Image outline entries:
*-*-*

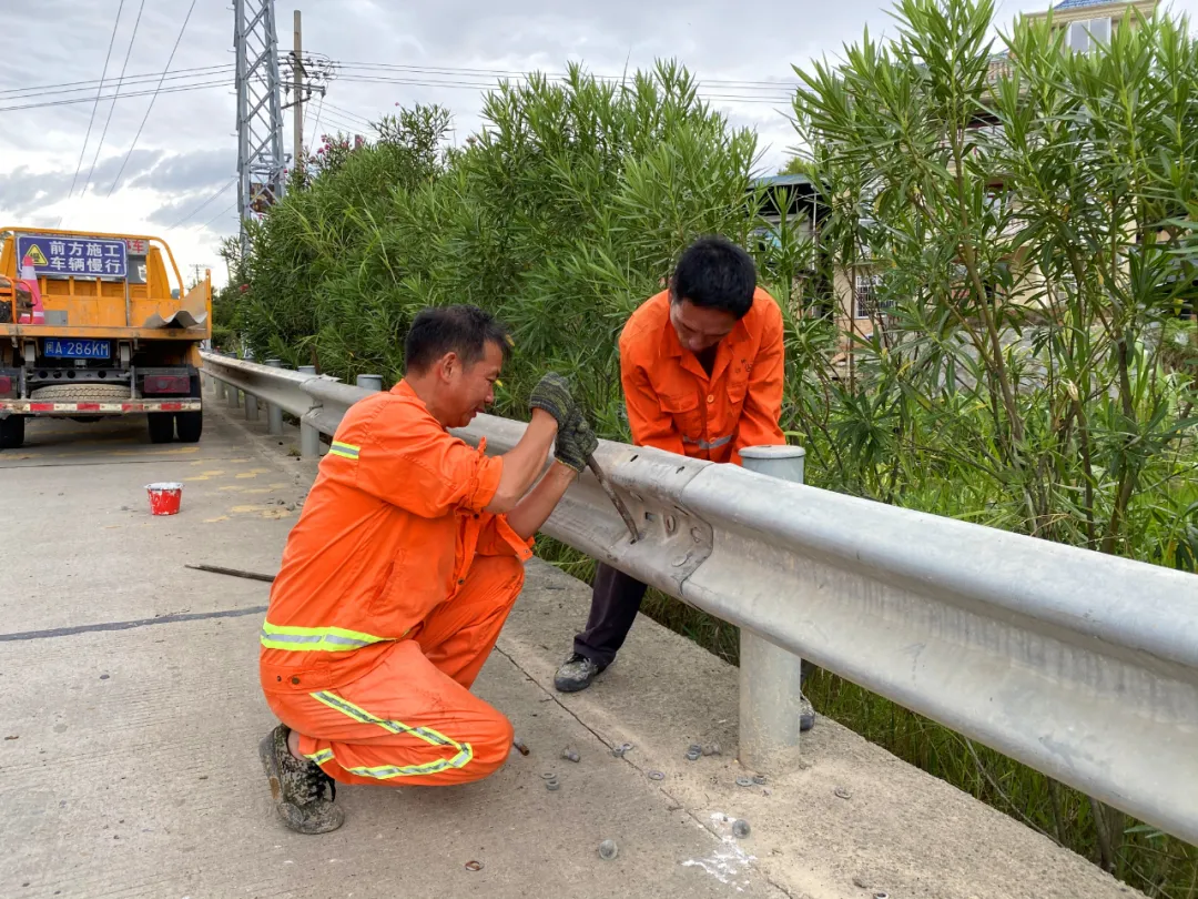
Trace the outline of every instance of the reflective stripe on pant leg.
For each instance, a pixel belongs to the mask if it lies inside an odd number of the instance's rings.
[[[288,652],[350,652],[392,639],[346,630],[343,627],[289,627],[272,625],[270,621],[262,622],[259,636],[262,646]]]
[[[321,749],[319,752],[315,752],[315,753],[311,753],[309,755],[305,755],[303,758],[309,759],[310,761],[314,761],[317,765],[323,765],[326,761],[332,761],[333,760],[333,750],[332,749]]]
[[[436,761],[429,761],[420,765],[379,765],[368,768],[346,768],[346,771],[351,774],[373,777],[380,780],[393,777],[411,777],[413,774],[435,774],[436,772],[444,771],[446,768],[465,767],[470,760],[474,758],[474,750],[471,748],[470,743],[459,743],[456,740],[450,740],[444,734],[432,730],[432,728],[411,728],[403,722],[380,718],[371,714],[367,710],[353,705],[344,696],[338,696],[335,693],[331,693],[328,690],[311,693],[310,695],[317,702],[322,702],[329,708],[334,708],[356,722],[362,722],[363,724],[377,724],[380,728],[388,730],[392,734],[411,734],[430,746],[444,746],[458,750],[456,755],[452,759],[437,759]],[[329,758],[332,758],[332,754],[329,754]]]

*-*-*

**Exercise brief**: Switch "pant leg" to "trouser leg" everywhere in the items above, leaving all other text unchanged, and reproduce the lines without the pictures.

**Output below**:
Trace the outline of every instance of the reflective stripe on trouser leg.
For each instance, a pixel belongs to the mask if it lies inside an odd number of the instance's rings.
[[[288,652],[350,652],[392,639],[346,630],[343,627],[289,627],[272,625],[270,621],[262,622],[259,636],[262,646]]]
[[[321,749],[319,752],[315,752],[315,753],[311,753],[309,755],[305,755],[303,758],[309,759],[310,761],[314,761],[317,765],[323,765],[326,761],[332,761],[333,760],[333,750],[332,749]]]
[[[436,761],[429,761],[420,765],[379,765],[368,768],[346,768],[346,771],[351,774],[373,777],[380,780],[393,777],[411,777],[413,774],[435,774],[436,772],[444,771],[446,768],[465,767],[470,760],[474,758],[474,750],[471,748],[470,743],[459,743],[456,740],[450,740],[444,734],[432,730],[432,728],[411,728],[403,722],[380,718],[371,714],[367,710],[353,705],[344,696],[338,696],[335,693],[331,693],[328,690],[311,693],[310,695],[317,702],[322,702],[329,708],[334,708],[356,722],[362,722],[363,724],[377,724],[380,728],[388,730],[392,734],[411,734],[430,746],[444,746],[458,750],[456,755],[452,759],[437,759]],[[329,758],[332,758],[332,754],[329,754]]]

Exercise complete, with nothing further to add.